Across the entries, how many lines have the string "dark" in them? Reply with only a number.

── Data to process

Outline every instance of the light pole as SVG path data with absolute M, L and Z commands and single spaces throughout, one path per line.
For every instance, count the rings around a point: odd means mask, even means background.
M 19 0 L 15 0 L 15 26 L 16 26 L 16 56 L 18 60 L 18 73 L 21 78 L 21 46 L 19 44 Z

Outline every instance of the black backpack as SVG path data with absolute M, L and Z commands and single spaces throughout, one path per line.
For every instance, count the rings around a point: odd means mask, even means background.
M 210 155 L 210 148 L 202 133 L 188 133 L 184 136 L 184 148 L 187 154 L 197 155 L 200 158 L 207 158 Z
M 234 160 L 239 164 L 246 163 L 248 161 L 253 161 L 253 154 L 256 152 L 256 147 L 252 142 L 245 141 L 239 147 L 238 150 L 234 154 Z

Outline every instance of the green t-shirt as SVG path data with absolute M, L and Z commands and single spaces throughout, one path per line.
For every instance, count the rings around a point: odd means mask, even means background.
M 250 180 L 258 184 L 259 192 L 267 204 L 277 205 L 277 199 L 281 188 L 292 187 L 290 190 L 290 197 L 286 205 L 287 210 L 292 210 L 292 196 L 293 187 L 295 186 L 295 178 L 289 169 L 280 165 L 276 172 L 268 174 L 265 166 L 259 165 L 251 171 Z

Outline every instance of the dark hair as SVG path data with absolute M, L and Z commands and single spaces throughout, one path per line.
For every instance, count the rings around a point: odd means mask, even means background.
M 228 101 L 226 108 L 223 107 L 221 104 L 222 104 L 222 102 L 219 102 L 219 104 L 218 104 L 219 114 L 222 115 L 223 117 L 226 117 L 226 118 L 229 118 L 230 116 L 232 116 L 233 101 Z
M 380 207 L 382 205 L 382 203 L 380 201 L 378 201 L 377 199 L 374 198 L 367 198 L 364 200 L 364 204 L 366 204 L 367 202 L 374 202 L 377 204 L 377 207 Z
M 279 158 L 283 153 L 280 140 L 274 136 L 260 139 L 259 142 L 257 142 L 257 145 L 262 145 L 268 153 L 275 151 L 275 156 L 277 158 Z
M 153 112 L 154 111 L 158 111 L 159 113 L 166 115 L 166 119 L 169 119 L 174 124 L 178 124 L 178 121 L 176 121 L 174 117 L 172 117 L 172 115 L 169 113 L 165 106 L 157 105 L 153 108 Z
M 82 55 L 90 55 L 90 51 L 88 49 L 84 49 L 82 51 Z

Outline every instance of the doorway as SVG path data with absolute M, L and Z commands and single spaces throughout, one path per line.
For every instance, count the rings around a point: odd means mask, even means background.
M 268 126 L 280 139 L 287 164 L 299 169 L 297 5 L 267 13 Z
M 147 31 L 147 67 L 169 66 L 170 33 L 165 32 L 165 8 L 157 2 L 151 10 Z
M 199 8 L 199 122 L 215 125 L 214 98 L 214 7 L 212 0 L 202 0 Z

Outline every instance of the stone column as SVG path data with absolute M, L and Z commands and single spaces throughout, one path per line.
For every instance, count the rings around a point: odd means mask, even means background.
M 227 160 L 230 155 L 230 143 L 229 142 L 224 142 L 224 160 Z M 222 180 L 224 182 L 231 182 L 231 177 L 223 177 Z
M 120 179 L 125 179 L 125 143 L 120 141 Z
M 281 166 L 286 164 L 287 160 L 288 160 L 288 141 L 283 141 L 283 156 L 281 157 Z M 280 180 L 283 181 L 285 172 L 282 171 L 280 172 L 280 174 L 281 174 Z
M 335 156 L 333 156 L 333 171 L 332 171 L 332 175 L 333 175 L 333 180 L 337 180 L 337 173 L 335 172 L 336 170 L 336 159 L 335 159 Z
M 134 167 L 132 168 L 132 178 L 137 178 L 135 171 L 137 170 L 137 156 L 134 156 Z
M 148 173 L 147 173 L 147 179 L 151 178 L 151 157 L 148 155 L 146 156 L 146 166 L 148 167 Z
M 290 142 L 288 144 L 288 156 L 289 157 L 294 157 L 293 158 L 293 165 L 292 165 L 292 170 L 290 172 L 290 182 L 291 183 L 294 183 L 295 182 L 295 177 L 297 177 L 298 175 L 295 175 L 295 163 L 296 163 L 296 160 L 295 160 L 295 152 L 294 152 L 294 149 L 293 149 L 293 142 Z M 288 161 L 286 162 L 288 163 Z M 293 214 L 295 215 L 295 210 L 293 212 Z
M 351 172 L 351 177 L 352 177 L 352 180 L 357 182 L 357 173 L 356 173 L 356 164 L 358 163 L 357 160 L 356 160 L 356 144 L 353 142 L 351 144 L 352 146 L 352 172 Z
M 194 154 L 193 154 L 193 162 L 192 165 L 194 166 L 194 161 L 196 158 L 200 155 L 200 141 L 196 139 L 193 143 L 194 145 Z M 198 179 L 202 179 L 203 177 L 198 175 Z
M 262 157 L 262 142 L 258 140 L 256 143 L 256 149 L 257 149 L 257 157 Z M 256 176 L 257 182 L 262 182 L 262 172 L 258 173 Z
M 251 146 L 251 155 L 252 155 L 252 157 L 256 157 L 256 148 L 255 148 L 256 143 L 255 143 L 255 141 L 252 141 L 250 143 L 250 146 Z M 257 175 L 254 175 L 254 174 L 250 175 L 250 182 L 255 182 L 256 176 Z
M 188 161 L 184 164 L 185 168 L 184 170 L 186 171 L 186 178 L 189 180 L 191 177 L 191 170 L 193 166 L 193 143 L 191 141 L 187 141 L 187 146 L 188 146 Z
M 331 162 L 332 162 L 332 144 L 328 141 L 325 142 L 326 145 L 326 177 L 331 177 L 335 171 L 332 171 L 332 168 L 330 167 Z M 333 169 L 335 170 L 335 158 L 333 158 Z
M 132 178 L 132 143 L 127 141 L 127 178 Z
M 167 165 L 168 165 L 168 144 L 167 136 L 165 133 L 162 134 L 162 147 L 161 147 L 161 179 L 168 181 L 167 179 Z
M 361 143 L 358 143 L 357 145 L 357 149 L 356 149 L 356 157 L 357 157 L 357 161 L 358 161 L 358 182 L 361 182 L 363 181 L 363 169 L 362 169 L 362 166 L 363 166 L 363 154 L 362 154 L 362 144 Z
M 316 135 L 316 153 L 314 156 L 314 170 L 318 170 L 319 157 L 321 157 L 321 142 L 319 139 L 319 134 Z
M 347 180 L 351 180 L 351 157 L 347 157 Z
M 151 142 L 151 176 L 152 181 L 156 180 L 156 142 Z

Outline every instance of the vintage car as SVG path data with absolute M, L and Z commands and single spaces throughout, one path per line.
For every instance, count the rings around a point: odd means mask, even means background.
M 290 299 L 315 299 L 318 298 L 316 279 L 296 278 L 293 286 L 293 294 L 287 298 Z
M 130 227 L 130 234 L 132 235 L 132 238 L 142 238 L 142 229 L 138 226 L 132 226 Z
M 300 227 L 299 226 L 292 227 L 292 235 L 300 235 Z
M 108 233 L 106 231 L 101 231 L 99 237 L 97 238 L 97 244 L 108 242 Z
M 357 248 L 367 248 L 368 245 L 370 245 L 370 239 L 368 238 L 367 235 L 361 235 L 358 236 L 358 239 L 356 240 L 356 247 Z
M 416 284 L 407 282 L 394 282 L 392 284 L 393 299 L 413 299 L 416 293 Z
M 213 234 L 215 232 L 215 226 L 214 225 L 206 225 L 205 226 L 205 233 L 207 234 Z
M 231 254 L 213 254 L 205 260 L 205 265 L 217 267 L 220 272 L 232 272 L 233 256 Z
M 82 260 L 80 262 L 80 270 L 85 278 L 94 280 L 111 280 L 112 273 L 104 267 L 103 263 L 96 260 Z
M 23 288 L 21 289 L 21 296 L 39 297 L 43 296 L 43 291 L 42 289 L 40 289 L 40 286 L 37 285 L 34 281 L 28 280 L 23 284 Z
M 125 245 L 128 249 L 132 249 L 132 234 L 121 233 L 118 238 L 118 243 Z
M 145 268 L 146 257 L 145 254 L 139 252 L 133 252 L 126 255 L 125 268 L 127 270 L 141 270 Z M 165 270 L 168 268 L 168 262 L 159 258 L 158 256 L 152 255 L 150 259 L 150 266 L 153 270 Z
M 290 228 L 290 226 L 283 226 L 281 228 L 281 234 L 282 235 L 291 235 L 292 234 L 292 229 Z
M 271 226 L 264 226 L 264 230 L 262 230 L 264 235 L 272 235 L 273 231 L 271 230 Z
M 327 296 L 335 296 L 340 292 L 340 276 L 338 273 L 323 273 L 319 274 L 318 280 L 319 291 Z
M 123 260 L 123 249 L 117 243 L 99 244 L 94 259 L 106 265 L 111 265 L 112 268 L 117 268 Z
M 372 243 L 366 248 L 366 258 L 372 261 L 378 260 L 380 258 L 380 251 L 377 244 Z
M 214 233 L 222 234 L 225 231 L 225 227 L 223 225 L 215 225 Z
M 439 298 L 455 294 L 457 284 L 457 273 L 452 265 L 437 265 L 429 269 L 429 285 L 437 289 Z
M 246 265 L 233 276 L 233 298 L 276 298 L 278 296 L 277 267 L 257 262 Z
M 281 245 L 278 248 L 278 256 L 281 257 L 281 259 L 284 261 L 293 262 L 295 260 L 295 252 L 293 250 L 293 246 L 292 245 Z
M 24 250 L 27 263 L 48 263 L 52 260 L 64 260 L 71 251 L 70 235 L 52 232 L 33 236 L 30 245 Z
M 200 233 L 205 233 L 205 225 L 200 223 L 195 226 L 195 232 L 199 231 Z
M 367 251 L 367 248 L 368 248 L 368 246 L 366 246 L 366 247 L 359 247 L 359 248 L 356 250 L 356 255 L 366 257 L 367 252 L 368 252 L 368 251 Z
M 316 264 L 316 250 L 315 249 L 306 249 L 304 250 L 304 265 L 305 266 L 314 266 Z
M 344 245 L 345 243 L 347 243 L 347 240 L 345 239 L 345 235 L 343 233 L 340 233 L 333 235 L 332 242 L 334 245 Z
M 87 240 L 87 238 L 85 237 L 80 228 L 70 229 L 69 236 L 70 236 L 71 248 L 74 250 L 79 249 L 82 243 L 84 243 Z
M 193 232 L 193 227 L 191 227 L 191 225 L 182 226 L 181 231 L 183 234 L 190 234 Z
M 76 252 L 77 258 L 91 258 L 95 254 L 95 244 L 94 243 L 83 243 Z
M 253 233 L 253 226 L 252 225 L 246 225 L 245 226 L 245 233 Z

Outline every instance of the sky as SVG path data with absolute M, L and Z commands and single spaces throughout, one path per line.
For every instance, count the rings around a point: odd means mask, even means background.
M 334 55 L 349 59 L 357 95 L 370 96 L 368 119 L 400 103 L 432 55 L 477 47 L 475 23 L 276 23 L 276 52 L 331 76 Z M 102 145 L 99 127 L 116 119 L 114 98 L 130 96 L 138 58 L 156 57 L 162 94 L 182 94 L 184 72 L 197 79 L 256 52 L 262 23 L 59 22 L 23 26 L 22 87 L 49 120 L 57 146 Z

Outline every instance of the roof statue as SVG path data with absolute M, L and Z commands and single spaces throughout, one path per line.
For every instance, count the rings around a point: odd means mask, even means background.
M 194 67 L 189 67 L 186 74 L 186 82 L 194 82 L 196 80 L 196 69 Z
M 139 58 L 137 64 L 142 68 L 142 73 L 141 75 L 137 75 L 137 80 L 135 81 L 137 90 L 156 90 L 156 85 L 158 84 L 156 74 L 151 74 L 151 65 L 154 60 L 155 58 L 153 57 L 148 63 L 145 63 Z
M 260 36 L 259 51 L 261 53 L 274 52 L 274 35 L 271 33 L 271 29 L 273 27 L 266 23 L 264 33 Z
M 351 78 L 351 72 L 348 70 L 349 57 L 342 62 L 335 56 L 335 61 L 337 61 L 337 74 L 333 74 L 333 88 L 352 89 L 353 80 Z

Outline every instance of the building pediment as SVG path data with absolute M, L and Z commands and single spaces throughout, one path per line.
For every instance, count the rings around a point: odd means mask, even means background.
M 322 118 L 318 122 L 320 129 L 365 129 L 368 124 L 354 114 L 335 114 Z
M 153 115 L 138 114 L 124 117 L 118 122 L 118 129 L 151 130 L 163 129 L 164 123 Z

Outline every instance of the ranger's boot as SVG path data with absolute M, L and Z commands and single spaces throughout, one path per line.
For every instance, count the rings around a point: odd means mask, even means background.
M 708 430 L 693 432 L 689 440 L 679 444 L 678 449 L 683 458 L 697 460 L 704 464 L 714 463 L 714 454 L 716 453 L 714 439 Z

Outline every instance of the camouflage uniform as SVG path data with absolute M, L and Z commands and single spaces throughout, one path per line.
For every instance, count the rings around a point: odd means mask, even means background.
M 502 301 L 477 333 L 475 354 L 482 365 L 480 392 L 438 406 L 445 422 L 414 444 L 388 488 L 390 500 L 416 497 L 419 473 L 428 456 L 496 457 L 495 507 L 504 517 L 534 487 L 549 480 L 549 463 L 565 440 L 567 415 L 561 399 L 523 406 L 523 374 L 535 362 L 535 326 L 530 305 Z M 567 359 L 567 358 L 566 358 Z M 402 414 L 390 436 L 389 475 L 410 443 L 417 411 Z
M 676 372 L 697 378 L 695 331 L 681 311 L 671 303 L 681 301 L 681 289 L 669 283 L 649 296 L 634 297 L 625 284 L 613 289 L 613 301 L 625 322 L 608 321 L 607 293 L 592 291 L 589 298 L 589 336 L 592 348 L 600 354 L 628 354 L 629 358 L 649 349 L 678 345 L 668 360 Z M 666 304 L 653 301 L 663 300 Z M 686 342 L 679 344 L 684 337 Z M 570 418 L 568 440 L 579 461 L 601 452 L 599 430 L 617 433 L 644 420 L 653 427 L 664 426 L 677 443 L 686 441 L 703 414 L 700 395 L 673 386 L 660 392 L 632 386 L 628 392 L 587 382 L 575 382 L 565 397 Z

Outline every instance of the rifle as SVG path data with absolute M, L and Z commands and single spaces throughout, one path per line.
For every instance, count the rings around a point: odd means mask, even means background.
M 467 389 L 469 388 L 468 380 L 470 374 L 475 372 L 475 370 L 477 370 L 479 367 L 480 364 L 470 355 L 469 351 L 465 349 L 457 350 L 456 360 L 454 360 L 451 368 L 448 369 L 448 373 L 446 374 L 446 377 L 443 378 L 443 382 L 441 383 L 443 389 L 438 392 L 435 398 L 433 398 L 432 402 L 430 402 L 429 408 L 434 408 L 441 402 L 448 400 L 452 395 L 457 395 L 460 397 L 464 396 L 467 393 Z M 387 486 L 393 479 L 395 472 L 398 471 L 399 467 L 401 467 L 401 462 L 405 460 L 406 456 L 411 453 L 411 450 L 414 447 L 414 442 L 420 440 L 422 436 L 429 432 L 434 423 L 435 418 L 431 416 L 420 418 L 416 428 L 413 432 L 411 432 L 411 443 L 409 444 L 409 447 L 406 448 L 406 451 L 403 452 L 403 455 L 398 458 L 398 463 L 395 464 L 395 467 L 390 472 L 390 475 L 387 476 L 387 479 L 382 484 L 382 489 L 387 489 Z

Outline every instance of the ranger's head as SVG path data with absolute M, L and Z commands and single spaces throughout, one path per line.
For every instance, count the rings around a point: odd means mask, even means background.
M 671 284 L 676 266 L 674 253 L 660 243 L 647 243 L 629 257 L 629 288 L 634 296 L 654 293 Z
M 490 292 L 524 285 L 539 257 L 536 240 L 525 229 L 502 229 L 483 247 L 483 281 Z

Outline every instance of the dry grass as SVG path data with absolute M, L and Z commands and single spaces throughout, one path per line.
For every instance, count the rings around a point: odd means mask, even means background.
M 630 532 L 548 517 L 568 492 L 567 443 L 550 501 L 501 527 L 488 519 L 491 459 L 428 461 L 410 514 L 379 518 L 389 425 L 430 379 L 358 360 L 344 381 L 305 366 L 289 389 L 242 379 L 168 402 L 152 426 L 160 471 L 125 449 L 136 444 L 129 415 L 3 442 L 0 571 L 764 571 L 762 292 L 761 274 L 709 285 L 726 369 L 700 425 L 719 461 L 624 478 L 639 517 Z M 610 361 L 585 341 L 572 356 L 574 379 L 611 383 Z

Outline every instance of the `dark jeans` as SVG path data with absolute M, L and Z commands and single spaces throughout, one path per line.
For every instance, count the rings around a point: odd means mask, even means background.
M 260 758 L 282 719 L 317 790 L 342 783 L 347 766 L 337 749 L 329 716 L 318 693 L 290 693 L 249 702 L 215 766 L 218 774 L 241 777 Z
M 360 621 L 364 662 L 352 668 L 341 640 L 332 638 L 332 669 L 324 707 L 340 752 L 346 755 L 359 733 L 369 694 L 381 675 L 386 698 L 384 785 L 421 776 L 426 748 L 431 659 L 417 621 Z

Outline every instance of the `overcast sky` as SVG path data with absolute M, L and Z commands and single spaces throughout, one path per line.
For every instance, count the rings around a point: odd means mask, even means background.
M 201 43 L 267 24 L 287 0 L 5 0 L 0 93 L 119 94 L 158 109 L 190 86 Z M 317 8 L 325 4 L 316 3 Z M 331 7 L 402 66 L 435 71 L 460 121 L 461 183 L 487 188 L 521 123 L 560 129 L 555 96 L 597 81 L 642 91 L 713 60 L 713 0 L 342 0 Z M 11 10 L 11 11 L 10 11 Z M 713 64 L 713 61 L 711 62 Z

────

▶ **Task result**
2